=== EXERCISE DESCRIPTION ===
Reproduce all of the records below word for word, leaving out the pictures.

=== ENTRIES SUPPLIED ===
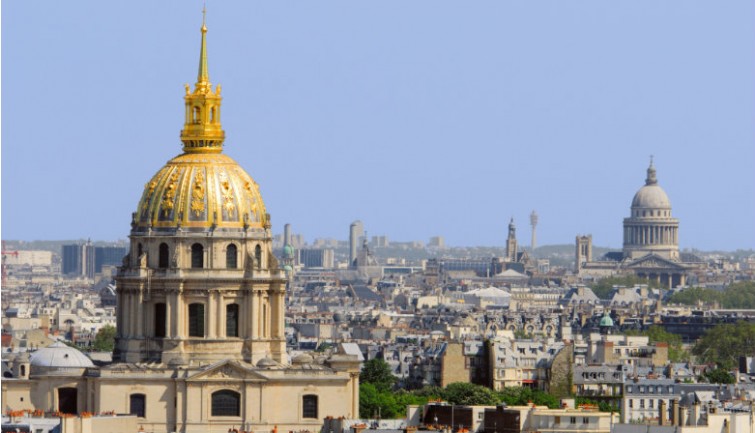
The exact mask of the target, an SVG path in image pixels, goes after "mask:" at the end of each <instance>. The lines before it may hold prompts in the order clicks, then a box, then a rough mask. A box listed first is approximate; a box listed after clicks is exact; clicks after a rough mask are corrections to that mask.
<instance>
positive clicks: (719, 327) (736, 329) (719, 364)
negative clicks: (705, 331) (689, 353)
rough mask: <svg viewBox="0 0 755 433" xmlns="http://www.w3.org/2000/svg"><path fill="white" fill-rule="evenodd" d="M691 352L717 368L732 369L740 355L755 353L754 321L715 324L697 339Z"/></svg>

=== PROBLEM SOLUTION ===
The exact mask of the target, an SVG path in image pixels, goes after "mask:" at the end of each <instance>. The lines before it may hold prompts in the order clicks, then a box, then a rough mask. A box listed first is approximate; a box listed after clicks is exact; clicks after a rough mask are corrections to that mask.
<instance>
positive clicks: (719, 327) (736, 329) (719, 364)
negative clicks: (705, 331) (689, 353)
rough mask: <svg viewBox="0 0 755 433" xmlns="http://www.w3.org/2000/svg"><path fill="white" fill-rule="evenodd" d="M691 352L717 368L732 369L740 355L755 353L754 321L715 324L697 339Z"/></svg>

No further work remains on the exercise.